_DIRECTION:_ Please copy the entries below word for word, from the first line through the line containing "Target: pollen on anther", including both.

Rows from an object pointing dataset:
■ ■ ■ ■ ■ ■ ■

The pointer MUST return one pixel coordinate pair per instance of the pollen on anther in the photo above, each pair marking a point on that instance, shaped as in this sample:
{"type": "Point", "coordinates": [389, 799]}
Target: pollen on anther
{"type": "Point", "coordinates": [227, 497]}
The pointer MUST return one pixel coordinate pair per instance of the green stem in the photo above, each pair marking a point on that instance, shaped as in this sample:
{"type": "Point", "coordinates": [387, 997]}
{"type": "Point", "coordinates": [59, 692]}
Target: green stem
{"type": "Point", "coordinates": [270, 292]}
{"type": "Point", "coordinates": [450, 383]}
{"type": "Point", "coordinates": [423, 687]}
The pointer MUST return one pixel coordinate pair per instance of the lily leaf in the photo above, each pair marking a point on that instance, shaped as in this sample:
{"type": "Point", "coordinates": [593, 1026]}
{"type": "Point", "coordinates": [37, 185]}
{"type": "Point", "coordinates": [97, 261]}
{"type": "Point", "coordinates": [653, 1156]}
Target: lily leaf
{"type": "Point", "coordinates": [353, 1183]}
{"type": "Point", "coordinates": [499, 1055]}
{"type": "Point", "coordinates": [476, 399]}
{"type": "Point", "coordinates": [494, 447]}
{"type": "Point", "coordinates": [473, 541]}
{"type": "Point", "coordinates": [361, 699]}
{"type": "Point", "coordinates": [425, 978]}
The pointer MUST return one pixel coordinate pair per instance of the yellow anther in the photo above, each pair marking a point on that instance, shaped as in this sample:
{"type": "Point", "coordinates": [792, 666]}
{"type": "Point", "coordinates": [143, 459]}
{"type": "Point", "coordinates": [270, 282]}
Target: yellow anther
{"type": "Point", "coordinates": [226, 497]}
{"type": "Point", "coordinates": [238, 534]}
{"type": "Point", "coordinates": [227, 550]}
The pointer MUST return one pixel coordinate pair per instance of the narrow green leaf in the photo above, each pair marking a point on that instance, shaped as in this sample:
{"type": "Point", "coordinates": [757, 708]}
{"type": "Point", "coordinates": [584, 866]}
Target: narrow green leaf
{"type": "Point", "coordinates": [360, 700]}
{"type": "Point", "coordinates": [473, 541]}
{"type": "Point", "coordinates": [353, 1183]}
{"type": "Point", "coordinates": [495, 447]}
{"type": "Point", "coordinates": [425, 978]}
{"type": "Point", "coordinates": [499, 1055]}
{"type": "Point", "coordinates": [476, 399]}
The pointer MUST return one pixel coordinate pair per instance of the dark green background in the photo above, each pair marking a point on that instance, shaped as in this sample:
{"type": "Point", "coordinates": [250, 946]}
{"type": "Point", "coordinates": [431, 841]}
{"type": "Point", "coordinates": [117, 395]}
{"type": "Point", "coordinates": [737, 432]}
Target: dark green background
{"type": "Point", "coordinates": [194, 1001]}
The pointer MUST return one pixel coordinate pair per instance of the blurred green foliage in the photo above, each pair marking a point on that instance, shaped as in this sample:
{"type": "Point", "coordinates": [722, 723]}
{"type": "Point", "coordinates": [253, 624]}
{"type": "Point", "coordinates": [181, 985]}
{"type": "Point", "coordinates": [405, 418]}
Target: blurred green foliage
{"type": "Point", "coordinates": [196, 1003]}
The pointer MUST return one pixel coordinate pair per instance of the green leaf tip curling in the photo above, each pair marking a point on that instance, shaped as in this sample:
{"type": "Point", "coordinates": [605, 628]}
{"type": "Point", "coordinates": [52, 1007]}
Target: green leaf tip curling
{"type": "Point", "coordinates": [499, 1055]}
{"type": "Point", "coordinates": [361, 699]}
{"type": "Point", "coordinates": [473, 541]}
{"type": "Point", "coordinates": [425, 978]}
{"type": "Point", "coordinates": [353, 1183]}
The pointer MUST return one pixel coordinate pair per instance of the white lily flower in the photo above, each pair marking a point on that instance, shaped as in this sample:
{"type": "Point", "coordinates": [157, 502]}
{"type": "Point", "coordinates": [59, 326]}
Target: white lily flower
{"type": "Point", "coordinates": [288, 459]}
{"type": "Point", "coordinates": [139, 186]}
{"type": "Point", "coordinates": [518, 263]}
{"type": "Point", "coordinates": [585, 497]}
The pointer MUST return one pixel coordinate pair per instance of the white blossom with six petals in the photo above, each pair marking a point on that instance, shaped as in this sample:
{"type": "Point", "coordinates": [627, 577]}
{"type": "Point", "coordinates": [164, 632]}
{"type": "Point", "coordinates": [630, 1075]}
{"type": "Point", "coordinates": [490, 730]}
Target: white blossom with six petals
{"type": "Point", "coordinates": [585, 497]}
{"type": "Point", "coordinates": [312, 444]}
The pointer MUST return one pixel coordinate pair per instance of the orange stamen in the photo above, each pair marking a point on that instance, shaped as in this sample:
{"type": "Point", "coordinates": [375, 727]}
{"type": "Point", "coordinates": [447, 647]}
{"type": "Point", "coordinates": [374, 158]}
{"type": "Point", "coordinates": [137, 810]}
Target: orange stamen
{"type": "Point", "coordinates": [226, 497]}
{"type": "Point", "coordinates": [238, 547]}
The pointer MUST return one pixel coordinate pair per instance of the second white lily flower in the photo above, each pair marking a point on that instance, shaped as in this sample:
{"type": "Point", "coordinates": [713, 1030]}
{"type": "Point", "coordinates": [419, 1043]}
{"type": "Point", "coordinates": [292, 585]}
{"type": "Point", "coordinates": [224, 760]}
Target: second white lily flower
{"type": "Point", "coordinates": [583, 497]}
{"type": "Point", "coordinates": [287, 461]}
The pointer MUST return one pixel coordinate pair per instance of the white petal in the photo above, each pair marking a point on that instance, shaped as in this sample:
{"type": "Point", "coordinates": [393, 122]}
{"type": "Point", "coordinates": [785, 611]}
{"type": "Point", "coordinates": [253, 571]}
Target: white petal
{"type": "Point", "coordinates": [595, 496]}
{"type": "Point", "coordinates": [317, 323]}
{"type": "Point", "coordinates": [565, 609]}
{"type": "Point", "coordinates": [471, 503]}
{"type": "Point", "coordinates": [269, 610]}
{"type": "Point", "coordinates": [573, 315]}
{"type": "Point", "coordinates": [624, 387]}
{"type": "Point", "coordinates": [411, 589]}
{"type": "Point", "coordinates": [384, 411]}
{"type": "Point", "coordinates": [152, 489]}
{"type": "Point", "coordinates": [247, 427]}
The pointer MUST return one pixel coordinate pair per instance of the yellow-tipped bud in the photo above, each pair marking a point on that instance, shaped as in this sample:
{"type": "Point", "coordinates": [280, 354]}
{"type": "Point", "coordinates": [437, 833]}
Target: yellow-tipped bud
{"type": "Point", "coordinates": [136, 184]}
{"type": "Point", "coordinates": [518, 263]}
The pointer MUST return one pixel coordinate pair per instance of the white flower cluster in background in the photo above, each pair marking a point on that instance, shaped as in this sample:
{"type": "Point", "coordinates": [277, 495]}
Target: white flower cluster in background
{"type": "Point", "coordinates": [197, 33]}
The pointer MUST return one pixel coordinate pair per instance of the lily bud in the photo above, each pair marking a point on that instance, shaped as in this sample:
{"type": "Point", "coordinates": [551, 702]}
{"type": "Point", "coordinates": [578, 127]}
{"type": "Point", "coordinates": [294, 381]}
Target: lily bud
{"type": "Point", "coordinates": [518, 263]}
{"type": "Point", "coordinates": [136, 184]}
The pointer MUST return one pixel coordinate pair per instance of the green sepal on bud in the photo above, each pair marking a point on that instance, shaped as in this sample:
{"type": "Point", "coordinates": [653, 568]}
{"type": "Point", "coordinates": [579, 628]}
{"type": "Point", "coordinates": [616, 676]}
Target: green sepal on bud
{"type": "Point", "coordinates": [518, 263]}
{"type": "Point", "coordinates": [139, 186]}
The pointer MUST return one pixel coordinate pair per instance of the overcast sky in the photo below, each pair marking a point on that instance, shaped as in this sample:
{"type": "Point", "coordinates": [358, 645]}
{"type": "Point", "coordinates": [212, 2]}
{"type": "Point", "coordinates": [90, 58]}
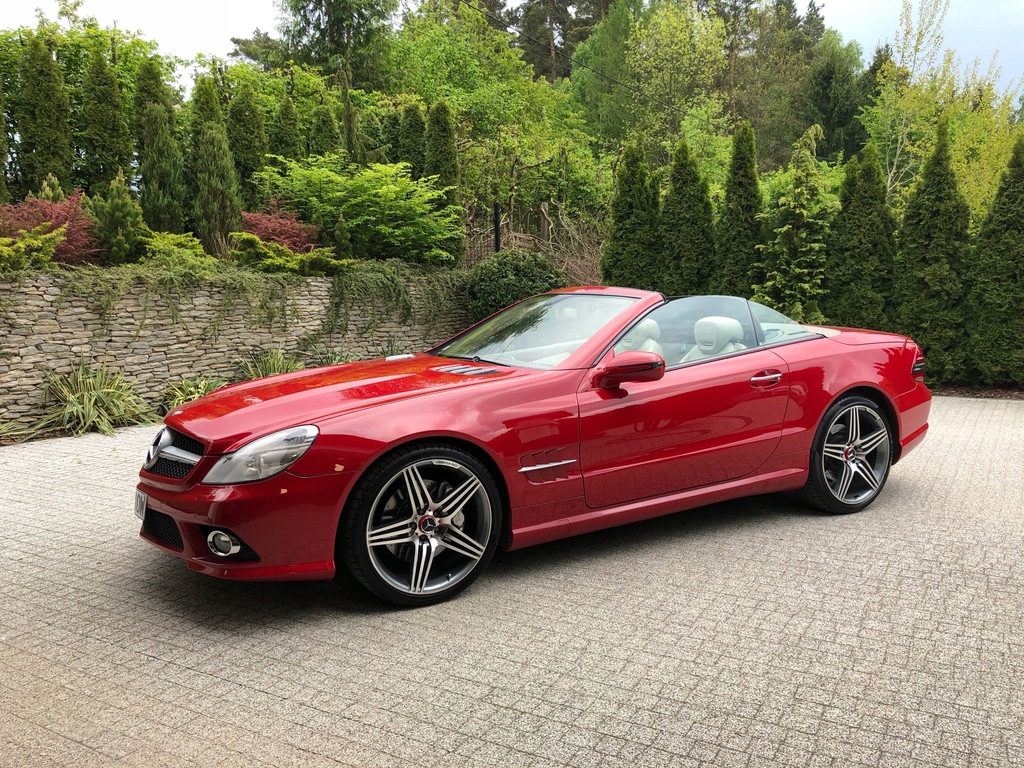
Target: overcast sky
{"type": "Point", "coordinates": [975, 29]}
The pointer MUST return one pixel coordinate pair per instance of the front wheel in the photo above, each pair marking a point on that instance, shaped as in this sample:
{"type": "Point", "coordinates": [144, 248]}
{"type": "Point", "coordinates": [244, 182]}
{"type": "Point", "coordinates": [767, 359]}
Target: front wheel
{"type": "Point", "coordinates": [422, 524]}
{"type": "Point", "coordinates": [850, 458]}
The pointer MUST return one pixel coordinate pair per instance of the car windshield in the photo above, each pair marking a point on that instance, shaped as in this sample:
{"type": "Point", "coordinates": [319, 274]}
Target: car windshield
{"type": "Point", "coordinates": [540, 332]}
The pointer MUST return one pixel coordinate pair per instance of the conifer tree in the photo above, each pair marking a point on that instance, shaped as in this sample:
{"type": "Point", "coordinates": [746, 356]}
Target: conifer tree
{"type": "Point", "coordinates": [217, 210]}
{"type": "Point", "coordinates": [739, 228]}
{"type": "Point", "coordinates": [793, 261]}
{"type": "Point", "coordinates": [247, 139]}
{"type": "Point", "coordinates": [324, 135]}
{"type": "Point", "coordinates": [105, 141]}
{"type": "Point", "coordinates": [412, 134]}
{"type": "Point", "coordinates": [861, 249]}
{"type": "Point", "coordinates": [687, 235]}
{"type": "Point", "coordinates": [42, 117]}
{"type": "Point", "coordinates": [931, 249]}
{"type": "Point", "coordinates": [160, 167]}
{"type": "Point", "coordinates": [286, 135]}
{"type": "Point", "coordinates": [119, 226]}
{"type": "Point", "coordinates": [440, 159]}
{"type": "Point", "coordinates": [630, 254]}
{"type": "Point", "coordinates": [995, 306]}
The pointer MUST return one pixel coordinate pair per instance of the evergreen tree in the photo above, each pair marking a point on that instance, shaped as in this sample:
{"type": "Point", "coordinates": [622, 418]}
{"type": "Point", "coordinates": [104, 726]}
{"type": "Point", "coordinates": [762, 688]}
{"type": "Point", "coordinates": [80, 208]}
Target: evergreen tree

■ ■ ■ ■ ■ ■ ■

_COMPLETED TASK:_
The pointer MUST return one pixel coordinate pair per instance of the pollen on anther in the photo above, each pair marking a point on that instance, shaped as in this sample:
{"type": "Point", "coordinates": [389, 799]}
Target: pollen on anther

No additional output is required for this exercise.